*Instructions*
1. Please translate this sentence from the article on the Camberley mosque plan into Spanish: "The mosque was to be built on the site of a locally-listed Victorian former school bought by Muslims 14 years ago and used as an Islamic center."
2. List every organization or institution that the article on the Camberley mosque plan mentions by name.

--- BEGIN Quoted text ---

Mosque Plan Axed After UK Church Pressure
CAIRO – Under pressures from churches and locals, the town of Camberley, south East England, has voted down by a huge majority plans by the local Muslim community to build a mosque.
Thirty-four of the 36-member Surrey Heath Borough Council voted against a plan by the Bengali Welfare Association to build the mosque, the Daily Mail reported Thursday, March 11.
The council had initially approved the mosque plans proposed by the Berkshire, Hampshire & Surrey Bengali Welfare Association (BWA) in January.
The change of hearts followed a fierce campaign by local churches and residents, who oppose the mosque’s design and site.
The mosque was to be built on the site of a locally-listed Victorian former school bought by Muslims 14 years ago and used as an Islamic center.
UK Churches Oppose Mosque Plan
BWA asserted that the building no longer met the needs of the growing local Muslim community, and people wanted to worship in a mosque and not in a school.
The Churches Together coalition had campaigned against the proposal, saying the mosque would spark “antagonism between the Muslim community and the wider community in Camberley for years to come.”
Many residents where opposed to the fact that the mosque would be located near the Royal Military Academy, while others described it as supremacist statement for Islam.

--- END Quoted text ---
--- BEGIN Record set ---

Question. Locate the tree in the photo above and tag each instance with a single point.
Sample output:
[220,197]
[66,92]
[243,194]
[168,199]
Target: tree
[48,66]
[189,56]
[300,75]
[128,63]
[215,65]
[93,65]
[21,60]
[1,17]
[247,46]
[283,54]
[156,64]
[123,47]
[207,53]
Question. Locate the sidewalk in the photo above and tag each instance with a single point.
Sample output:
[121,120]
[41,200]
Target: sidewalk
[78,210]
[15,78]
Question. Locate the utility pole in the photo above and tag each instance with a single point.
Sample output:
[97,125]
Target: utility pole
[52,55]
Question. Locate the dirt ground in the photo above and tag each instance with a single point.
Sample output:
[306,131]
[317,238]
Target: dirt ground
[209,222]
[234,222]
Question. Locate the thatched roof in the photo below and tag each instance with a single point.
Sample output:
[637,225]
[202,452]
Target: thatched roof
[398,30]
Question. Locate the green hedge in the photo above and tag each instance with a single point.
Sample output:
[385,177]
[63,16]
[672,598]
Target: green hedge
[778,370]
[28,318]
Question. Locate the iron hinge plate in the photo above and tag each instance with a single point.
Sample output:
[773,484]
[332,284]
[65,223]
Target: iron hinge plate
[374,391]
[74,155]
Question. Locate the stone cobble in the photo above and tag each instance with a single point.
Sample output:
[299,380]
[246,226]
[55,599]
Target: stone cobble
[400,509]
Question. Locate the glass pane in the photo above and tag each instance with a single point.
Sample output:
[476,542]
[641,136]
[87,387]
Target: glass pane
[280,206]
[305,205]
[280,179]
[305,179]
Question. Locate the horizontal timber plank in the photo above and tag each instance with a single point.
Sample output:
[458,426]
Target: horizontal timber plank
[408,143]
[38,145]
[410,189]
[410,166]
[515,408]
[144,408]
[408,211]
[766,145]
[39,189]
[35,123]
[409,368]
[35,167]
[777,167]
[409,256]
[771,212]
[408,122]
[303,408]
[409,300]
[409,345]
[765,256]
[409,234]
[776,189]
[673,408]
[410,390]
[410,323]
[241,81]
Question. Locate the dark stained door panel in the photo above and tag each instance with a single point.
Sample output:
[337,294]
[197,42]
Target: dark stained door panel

--- END Record set ---

*Answers for the tasks*
1. La mezquita iba a construirse en el terreno de una antigua escuela victoriana catalogada a nivel local, comprada por musulmanes hace 14 años y utilizada como centro islámico.

2.
- Surrey Heath Borough Council
- Berkshire, Hampshire & Surrey Bengali Welfare Association (BWA)
- Daily Mail
- Churches Together
- Royal Military Academy